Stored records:
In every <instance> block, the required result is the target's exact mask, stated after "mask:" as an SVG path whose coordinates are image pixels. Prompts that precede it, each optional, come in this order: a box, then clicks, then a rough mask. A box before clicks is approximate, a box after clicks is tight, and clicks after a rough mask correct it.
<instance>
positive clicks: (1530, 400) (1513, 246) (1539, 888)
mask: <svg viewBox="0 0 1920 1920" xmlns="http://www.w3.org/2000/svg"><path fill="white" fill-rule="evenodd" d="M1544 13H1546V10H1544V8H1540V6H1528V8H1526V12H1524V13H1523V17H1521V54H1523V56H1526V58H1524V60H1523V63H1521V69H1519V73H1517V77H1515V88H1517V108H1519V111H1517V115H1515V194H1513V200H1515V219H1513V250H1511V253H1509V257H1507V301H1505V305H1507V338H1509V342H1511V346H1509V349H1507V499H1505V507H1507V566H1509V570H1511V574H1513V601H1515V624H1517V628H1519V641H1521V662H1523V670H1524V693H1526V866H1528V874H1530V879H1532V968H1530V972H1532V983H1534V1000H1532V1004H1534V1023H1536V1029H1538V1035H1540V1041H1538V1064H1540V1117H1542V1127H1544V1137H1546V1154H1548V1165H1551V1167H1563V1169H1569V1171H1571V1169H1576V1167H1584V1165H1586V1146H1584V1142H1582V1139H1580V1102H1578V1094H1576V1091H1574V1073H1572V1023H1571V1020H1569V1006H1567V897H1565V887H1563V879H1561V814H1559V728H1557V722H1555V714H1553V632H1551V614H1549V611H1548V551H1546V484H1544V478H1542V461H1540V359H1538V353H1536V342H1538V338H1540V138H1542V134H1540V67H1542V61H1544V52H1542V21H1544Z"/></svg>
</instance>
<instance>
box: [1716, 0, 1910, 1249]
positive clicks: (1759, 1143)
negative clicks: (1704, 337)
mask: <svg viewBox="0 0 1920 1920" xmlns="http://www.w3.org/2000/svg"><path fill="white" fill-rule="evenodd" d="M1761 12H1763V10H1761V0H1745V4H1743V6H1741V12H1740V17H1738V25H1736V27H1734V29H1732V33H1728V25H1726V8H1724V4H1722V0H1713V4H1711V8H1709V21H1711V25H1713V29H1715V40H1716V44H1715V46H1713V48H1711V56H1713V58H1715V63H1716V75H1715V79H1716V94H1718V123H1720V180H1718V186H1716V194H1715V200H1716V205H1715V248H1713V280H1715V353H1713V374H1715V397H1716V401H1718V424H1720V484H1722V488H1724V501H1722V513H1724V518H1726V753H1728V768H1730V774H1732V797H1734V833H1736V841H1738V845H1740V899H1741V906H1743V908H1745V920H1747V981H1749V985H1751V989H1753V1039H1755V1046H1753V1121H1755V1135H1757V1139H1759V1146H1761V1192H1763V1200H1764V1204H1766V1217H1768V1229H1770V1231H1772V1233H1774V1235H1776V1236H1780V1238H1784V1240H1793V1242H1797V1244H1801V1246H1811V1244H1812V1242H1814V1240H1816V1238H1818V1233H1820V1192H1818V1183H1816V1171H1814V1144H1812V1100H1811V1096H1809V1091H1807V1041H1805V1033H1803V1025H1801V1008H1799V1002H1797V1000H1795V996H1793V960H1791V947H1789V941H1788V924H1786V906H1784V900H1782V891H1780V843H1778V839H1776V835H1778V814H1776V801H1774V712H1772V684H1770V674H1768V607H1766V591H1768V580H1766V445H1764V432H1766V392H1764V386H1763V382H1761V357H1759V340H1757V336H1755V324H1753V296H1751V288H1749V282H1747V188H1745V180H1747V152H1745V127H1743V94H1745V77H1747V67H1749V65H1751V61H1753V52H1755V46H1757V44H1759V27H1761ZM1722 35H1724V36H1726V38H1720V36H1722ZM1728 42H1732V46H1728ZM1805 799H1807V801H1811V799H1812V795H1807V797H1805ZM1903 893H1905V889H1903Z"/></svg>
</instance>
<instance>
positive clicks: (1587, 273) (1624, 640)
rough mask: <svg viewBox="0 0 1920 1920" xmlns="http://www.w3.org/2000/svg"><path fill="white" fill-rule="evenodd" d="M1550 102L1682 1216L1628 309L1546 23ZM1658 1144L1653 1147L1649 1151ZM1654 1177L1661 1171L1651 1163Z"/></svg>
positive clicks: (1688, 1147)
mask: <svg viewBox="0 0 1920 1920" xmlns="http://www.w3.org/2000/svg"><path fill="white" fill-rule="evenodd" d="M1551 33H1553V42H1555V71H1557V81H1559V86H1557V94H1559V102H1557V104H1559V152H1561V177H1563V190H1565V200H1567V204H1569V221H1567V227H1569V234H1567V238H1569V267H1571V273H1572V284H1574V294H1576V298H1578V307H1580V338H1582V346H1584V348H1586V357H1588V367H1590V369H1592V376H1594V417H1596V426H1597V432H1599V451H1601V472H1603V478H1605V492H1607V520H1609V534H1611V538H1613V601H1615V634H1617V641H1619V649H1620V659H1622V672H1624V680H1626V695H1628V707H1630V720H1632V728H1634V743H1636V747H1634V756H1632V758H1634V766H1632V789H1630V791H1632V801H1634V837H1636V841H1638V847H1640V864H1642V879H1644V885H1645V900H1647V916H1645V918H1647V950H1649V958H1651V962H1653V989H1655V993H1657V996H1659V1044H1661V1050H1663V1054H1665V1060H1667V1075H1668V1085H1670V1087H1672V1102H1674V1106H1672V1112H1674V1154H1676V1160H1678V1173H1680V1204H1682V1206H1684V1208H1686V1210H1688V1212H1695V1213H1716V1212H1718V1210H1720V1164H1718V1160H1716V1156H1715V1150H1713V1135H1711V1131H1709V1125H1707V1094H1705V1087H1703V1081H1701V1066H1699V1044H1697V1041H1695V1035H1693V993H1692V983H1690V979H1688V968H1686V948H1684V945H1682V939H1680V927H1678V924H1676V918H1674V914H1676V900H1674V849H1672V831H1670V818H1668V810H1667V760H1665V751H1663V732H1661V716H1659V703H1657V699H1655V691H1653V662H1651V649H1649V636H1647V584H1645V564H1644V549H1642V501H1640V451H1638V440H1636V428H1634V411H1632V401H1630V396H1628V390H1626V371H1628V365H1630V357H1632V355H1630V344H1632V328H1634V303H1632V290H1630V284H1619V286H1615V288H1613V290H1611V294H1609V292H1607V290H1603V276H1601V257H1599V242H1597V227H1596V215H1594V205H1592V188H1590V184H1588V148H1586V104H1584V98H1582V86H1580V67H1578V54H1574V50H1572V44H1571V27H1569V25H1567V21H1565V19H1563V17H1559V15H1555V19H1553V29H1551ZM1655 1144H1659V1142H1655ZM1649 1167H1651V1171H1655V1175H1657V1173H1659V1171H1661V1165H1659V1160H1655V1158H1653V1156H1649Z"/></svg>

Exercise brief: Write out the line containing "positive clicks: (1587, 273) (1624, 640)" and every line after it through the end of the entries. Keep each one exactly as it is, and add nothing.

Problem solution:
positive clicks: (1587, 273) (1624, 640)
rough mask: <svg viewBox="0 0 1920 1920" xmlns="http://www.w3.org/2000/svg"><path fill="white" fill-rule="evenodd" d="M1550 102L1682 1216L1628 309L1546 23ZM1658 1144L1653 1147L1649 1151ZM1654 1177L1661 1171L1651 1163Z"/></svg>
positive clicks: (1688, 1147)
mask: <svg viewBox="0 0 1920 1920" xmlns="http://www.w3.org/2000/svg"><path fill="white" fill-rule="evenodd" d="M1551 33H1553V42H1555V71H1557V81H1559V86H1557V94H1559V102H1557V104H1559V152H1561V177H1563V190H1565V200H1567V204H1569V221H1567V227H1569V234H1567V238H1569V267H1571V273H1572V284H1574V294H1576V298H1578V307H1580V338H1582V346H1584V348H1586V357H1588V367H1590V369H1592V376H1594V417H1596V426H1597V432H1599V451H1601V472H1603V478H1605V492H1607V520H1609V534H1611V538H1613V601H1615V634H1617V641H1619V649H1620V659H1622V672H1624V680H1626V695H1628V707H1630V720H1632V728H1634V743H1636V747H1634V756H1632V758H1634V766H1632V789H1630V791H1632V801H1634V837H1636V841H1638V847H1640V864H1642V879H1644V885H1645V900H1647V916H1645V918H1647V950H1649V958H1651V962H1653V989H1655V993H1657V996H1659V1044H1661V1050H1663V1054H1665V1060H1667V1075H1668V1085H1670V1087H1672V1102H1674V1106H1672V1112H1674V1154H1676V1160H1678V1173H1680V1204H1682V1206H1684V1208H1686V1210H1688V1212H1695V1213H1716V1212H1718V1210H1720V1164H1718V1160H1716V1156H1715V1150H1713V1135H1711V1131H1709V1125H1707V1094H1705V1087H1703V1081H1701V1066H1699V1044H1697V1041H1695V1035H1693V993H1692V983H1690V979H1688V968H1686V948H1684V945H1682V939H1680V927H1678V924H1676V918H1674V914H1676V900H1674V849H1672V831H1670V818H1668V810H1667V760H1665V751H1663V732H1661V716H1659V703H1657V699H1655V691H1653V662H1651V649H1649V636H1647V584H1645V564H1644V549H1642V501H1640V451H1638V440H1636V428H1634V411H1632V401H1630V396H1628V390H1626V371H1628V365H1630V357H1632V355H1630V344H1632V328H1634V303H1632V290H1630V284H1619V286H1615V288H1613V290H1611V294H1609V292H1607V290H1603V276H1601V257H1599V242H1597V227H1596V215H1594V205H1592V188H1590V184H1588V148H1586V104H1584V98H1582V86H1580V67H1578V54H1574V50H1572V44H1571V27H1569V25H1567V21H1565V19H1563V17H1559V15H1555V19H1553V29H1551ZM1655 1144H1659V1142H1655ZM1649 1167H1651V1171H1655V1175H1657V1173H1659V1171H1661V1165H1659V1160H1655V1158H1653V1156H1649Z"/></svg>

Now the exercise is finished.